▸ INPUT FOR THIS TASK
* START *

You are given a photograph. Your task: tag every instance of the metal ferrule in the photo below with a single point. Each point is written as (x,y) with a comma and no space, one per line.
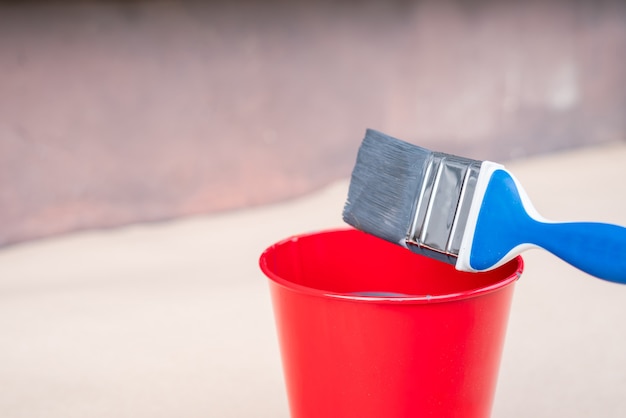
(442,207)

* END *
* START *

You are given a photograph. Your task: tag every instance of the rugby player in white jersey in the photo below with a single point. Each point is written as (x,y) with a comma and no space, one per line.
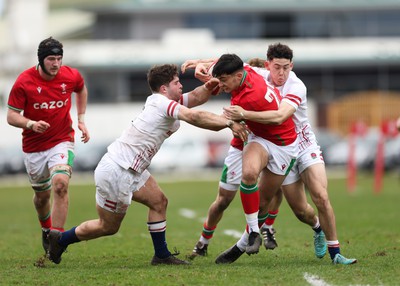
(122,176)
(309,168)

* END *
* START *

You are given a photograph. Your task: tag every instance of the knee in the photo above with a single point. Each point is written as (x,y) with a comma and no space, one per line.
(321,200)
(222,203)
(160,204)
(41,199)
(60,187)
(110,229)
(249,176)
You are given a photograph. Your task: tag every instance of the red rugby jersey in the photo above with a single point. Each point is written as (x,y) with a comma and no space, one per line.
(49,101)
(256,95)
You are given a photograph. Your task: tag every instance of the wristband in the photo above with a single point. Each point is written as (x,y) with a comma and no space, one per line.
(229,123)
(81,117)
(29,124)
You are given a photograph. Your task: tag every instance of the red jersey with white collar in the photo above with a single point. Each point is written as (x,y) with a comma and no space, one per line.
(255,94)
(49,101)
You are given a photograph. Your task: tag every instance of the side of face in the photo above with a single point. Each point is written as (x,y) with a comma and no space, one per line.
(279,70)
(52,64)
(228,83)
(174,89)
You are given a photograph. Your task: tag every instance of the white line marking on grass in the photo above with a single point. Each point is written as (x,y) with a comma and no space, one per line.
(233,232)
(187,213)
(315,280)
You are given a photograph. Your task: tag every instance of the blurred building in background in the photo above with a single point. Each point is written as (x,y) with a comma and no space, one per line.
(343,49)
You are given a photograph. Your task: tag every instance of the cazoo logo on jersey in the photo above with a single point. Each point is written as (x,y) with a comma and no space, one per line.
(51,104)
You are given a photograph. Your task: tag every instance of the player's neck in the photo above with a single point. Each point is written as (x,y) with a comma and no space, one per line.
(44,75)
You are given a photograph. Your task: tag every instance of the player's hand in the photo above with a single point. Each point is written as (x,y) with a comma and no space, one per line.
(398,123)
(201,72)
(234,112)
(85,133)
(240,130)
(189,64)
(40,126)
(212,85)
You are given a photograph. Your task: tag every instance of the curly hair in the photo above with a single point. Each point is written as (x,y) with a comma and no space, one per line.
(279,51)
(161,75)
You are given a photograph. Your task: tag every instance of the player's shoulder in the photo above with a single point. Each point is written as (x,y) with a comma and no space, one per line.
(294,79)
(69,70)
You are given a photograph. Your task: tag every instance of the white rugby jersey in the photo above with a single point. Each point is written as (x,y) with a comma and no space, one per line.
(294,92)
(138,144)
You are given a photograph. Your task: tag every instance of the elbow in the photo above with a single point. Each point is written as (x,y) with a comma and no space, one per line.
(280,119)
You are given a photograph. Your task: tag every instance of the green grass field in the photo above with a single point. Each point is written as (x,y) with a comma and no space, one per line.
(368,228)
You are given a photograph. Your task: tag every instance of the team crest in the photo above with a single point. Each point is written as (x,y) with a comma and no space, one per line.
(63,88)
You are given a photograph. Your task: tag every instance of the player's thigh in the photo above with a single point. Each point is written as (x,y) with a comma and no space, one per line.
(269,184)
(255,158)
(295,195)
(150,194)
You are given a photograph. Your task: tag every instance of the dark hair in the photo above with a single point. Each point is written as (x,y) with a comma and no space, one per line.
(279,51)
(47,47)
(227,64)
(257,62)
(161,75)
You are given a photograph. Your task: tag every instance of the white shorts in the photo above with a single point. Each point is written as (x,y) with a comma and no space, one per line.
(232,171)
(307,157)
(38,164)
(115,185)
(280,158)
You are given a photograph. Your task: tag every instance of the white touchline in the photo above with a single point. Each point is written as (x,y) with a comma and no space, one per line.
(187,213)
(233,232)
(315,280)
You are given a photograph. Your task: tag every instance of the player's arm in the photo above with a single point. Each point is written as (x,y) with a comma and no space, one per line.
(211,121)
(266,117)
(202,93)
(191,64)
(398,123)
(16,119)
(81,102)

* END *

▸ DIRECTION
Gather every line in the items above that contains the word "hair", treating uppercase and lowercase as different.

▸ SOLUTION TO THE EXERCISE
You are given a photograph. Your task: tag every instance of the curly hair in the photo above with a single point. Each point is written as (x,y) with a comma and no space, one per line.
You are given a photograph. Your task: tag every instance of the dark hair in the photo above with a single point. Each point is written as (x,y) with a comma and no space, one per line.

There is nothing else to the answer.